_INSTRUCTIONS FOR THE TASK_:
Set down exactly the lines from the one containing "Identify one point on each instance of the blue trash" through the end of the records below, both included, and nothing else.

============================================================

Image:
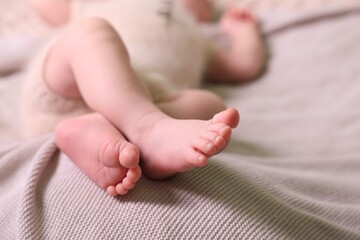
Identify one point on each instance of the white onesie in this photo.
(165, 44)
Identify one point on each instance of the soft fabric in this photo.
(166, 49)
(291, 170)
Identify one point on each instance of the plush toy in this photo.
(165, 45)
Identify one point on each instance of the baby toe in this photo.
(121, 190)
(129, 156)
(196, 158)
(111, 190)
(206, 147)
(222, 130)
(128, 184)
(215, 138)
(134, 174)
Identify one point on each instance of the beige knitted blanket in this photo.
(290, 172)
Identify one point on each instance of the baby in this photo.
(115, 92)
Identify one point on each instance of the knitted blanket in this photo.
(291, 170)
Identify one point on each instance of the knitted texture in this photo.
(291, 170)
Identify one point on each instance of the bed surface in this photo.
(291, 170)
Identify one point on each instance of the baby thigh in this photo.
(192, 104)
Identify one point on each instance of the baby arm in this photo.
(55, 12)
(244, 58)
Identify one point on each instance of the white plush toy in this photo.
(165, 45)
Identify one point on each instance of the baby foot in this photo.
(237, 20)
(173, 146)
(100, 151)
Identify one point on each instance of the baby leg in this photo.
(100, 151)
(98, 69)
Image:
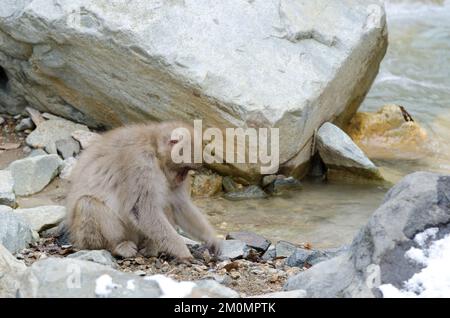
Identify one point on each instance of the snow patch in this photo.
(104, 285)
(423, 237)
(130, 284)
(434, 279)
(171, 288)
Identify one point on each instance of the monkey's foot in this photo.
(149, 251)
(126, 249)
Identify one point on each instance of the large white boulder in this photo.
(292, 64)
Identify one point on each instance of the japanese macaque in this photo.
(128, 194)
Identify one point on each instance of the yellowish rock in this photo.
(206, 184)
(389, 133)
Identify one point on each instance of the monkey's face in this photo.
(177, 151)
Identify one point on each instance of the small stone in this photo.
(32, 174)
(282, 184)
(274, 278)
(206, 185)
(15, 233)
(47, 133)
(7, 196)
(9, 146)
(209, 288)
(10, 271)
(35, 116)
(229, 185)
(339, 152)
(232, 249)
(36, 152)
(253, 240)
(235, 275)
(67, 167)
(299, 258)
(43, 217)
(267, 180)
(67, 148)
(270, 254)
(25, 123)
(250, 192)
(140, 273)
(285, 249)
(84, 137)
(97, 256)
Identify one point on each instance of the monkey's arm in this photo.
(191, 220)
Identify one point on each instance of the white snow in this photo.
(171, 288)
(434, 279)
(104, 285)
(423, 237)
(130, 284)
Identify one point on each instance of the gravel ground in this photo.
(247, 277)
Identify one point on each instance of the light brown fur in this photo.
(123, 188)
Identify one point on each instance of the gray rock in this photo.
(24, 124)
(10, 271)
(279, 185)
(232, 249)
(252, 240)
(102, 257)
(67, 167)
(44, 217)
(229, 185)
(67, 147)
(285, 249)
(299, 257)
(73, 278)
(248, 193)
(37, 152)
(303, 257)
(377, 254)
(15, 233)
(50, 131)
(31, 175)
(84, 137)
(212, 289)
(338, 151)
(7, 196)
(35, 116)
(285, 63)
(270, 254)
(221, 279)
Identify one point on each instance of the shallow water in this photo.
(416, 74)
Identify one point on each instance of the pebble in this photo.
(140, 273)
(24, 124)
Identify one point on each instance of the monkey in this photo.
(127, 195)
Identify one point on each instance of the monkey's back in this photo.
(112, 167)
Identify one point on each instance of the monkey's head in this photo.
(176, 150)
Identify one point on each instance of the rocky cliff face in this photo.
(286, 64)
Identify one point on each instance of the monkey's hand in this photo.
(214, 247)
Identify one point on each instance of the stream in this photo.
(415, 73)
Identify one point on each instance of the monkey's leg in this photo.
(155, 225)
(101, 228)
(148, 248)
(191, 220)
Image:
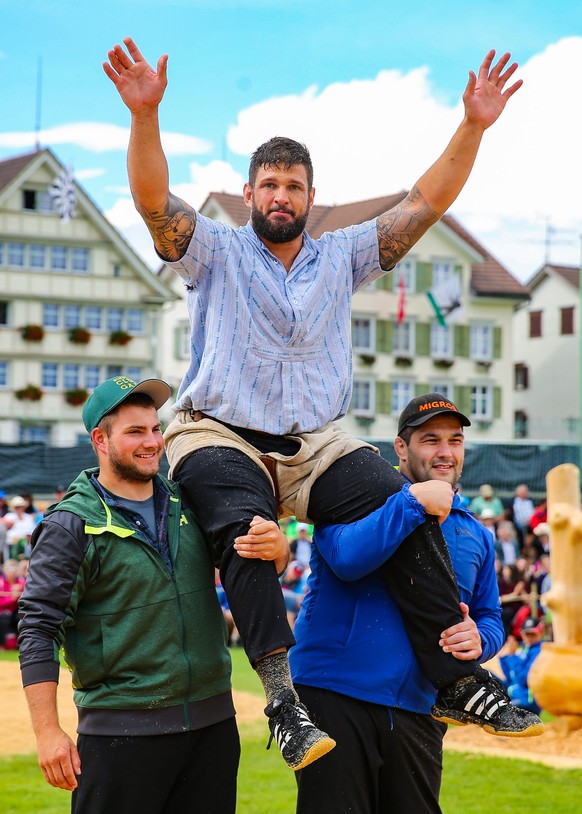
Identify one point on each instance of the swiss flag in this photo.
(401, 299)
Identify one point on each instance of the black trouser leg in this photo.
(419, 574)
(226, 489)
(159, 774)
(386, 759)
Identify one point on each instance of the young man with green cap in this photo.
(122, 578)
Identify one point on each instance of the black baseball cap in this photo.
(427, 406)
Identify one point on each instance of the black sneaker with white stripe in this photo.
(481, 699)
(298, 739)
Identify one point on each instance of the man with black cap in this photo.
(354, 665)
(516, 661)
(121, 576)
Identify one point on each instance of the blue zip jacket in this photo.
(350, 634)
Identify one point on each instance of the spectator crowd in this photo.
(518, 526)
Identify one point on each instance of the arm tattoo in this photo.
(171, 227)
(402, 226)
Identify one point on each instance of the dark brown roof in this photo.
(489, 277)
(10, 168)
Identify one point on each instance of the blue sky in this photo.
(373, 88)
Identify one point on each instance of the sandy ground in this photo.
(555, 747)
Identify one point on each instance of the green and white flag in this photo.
(446, 300)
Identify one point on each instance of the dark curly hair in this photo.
(281, 151)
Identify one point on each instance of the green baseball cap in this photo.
(109, 395)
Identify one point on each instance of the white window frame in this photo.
(441, 341)
(364, 390)
(481, 341)
(445, 388)
(482, 402)
(50, 385)
(443, 268)
(371, 330)
(402, 393)
(407, 269)
(404, 338)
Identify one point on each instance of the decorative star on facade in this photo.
(62, 191)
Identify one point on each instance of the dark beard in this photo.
(127, 471)
(274, 232)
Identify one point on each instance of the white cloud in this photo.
(366, 137)
(100, 137)
(372, 137)
(215, 177)
(218, 176)
(88, 174)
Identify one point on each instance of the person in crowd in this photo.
(294, 587)
(3, 503)
(507, 548)
(255, 417)
(11, 587)
(521, 510)
(300, 547)
(122, 577)
(513, 595)
(540, 514)
(516, 661)
(353, 664)
(19, 525)
(487, 520)
(487, 499)
(542, 541)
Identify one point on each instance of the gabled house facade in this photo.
(547, 357)
(467, 356)
(77, 304)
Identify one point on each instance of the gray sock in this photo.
(275, 675)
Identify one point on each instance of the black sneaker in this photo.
(481, 699)
(298, 739)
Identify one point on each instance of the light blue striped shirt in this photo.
(271, 350)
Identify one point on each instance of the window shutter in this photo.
(463, 398)
(422, 339)
(462, 341)
(386, 282)
(383, 397)
(496, 402)
(497, 346)
(423, 277)
(383, 336)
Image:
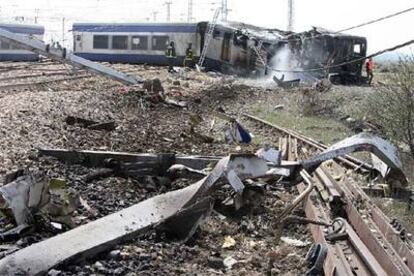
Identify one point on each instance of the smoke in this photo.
(283, 60)
(286, 60)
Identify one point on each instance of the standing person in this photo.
(189, 55)
(171, 55)
(370, 70)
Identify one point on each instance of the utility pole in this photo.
(154, 16)
(190, 11)
(168, 4)
(63, 32)
(36, 15)
(291, 15)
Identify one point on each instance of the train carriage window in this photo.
(100, 42)
(120, 42)
(139, 43)
(160, 43)
(357, 48)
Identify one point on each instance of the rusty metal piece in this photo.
(347, 160)
(102, 234)
(363, 142)
(300, 198)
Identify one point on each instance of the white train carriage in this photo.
(10, 52)
(142, 43)
(133, 43)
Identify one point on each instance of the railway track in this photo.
(362, 240)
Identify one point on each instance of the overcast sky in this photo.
(330, 14)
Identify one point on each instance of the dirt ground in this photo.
(34, 117)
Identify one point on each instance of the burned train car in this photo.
(341, 56)
(240, 48)
(234, 48)
(10, 52)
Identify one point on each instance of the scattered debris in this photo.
(92, 125)
(286, 84)
(294, 242)
(278, 107)
(229, 262)
(229, 242)
(21, 196)
(270, 155)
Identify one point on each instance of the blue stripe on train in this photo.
(18, 57)
(170, 28)
(141, 59)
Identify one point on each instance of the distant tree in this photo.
(392, 105)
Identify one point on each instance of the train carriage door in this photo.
(225, 48)
(77, 43)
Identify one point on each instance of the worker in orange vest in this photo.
(370, 70)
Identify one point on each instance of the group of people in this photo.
(171, 55)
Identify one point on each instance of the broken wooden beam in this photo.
(98, 158)
(97, 236)
(89, 124)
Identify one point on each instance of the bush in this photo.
(392, 105)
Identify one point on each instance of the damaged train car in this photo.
(323, 54)
(234, 47)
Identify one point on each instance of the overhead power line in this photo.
(356, 26)
(376, 20)
(396, 47)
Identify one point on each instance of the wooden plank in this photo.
(97, 236)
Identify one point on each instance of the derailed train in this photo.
(9, 52)
(235, 47)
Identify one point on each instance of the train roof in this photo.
(23, 29)
(136, 27)
(318, 31)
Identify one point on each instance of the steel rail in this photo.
(348, 160)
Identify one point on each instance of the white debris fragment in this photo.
(229, 262)
(295, 242)
(270, 155)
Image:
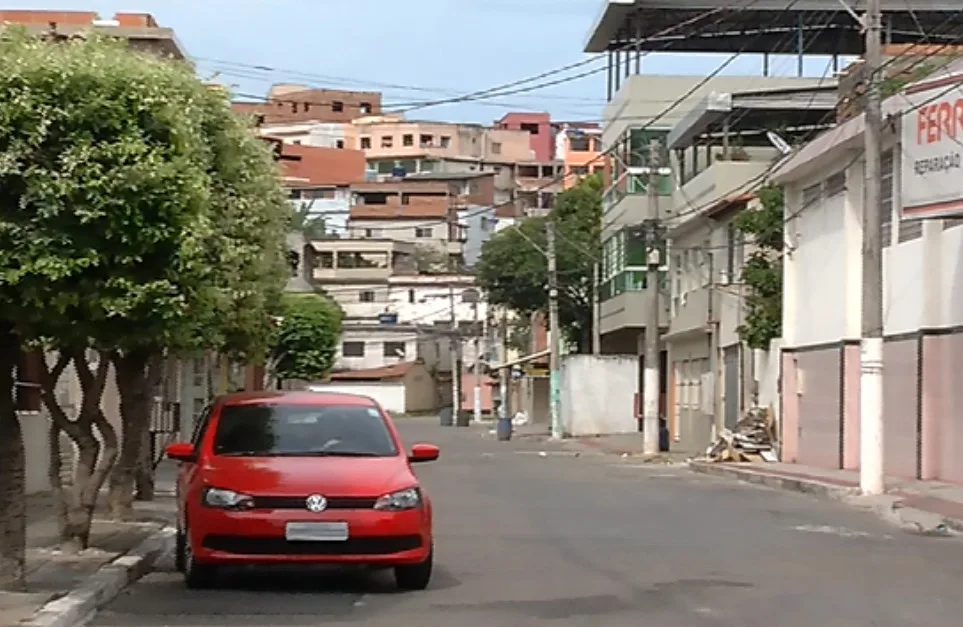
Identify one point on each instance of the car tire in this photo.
(180, 546)
(196, 576)
(415, 576)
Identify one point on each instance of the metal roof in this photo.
(799, 105)
(763, 26)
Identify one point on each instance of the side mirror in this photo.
(181, 452)
(423, 453)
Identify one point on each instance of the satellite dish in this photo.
(778, 142)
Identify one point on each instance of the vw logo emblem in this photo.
(316, 503)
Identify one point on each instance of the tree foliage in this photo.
(513, 270)
(762, 272)
(307, 340)
(141, 217)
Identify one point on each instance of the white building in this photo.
(923, 288)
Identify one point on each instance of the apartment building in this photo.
(423, 212)
(723, 152)
(643, 108)
(540, 131)
(578, 145)
(319, 181)
(922, 295)
(140, 29)
(292, 105)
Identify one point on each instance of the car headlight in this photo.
(227, 499)
(400, 500)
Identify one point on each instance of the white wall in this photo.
(431, 303)
(923, 281)
(388, 394)
(598, 394)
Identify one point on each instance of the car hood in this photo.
(294, 476)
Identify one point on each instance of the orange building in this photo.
(579, 147)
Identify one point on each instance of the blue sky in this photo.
(443, 47)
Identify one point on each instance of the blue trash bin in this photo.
(503, 430)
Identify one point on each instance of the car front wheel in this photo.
(196, 576)
(415, 576)
(179, 550)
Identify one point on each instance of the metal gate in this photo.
(730, 361)
(165, 427)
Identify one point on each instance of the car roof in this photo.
(299, 397)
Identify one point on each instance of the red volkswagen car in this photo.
(303, 478)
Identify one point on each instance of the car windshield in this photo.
(273, 430)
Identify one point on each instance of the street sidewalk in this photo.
(64, 589)
(927, 506)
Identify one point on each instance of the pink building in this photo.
(538, 126)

============================================================

_SOLUTION TO THIS PROBLEM_:
Identify one point on each instance of the blue trash bin in this photo.
(503, 430)
Identify one point on each instance of the car front wheel in this photo.
(196, 576)
(415, 576)
(179, 550)
Identify one point on each instance of the metal gate in this photo.
(730, 361)
(165, 427)
Identify one point on each instance of the car roof in this photo.
(299, 397)
Identify one point on each instance of the red volkswagen car in this photo.
(303, 478)
Identify one point on each instance of the car windshield in this photo.
(273, 430)
Identify one point on each instance of the street sidewalk in this photo.
(64, 589)
(927, 506)
Identify one point on each instance of the pink building in this photo.
(538, 126)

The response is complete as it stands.